Text under study >>
• • • • •
A HAIRLESS FRANK BEAMER IS THE SADDEST THING YOU WILL EVER SEE.
If the rest of the internet is doing it, Freek can do it better. This week's best matchups are not here because it turns out a lot of the best coaches have precisely the same haircuts, so you get these instead.
Homeless Frank Beamer is the saddest thing ever created. David Cutcliffe, meanwhile, was going bald, and decided to do something about it. Then he jumped into a pool, emerged with his hair unmussed, and then was immediately assaulted by five women half his age.
We not gay or anything, man, but Al Golden is just beautiful with the tousled hair, like Adonis if he ran a rental car place by the airport in Miami. (Which Al Golden does.) That's a belief you might feel uncomfortable voicing at New Voices Faith Covenant Church Community And Faith Center, but Pastor Fedora isn't going to judge (out loud, anyway.)
• • • • •
Data section >>
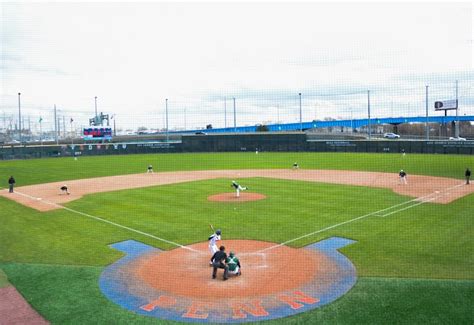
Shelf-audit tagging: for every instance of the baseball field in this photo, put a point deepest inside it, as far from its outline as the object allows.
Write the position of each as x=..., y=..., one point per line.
x=412, y=246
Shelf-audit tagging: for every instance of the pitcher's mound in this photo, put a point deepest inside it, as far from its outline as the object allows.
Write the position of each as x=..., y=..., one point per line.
x=230, y=197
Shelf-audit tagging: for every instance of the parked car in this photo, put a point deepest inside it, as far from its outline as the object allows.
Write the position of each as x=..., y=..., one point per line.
x=391, y=136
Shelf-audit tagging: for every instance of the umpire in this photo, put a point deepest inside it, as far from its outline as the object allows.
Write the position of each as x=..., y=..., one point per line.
x=218, y=262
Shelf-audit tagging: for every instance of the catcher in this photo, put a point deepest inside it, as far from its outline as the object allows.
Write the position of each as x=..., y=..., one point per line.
x=232, y=266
• • • • •
Can you repeat the part of the piece on coaches' haircuts that opens with the words "A HAIRLESS FRANK" and closes with "half his age.", replacing "pool" with "fountain"?

Finished exercise >>
A HAIRLESS FRANK BEAMER IS THE SADDEST THING YOU WILL EVER SEE.
If the rest of the internet is doing it, Freek can do it better. This week's best matchups are not here because it turns out a lot of the best coaches have precisely the same haircuts, so you get these instead.
Homeless Frank Beamer is the saddest thing ever created. David Cutcliffe, meanwhile, was going bald, and decided to do something about it. Then he jumped into a fountain, emerged with his hair unmussed, and then was immediately assaulted by five women half his age.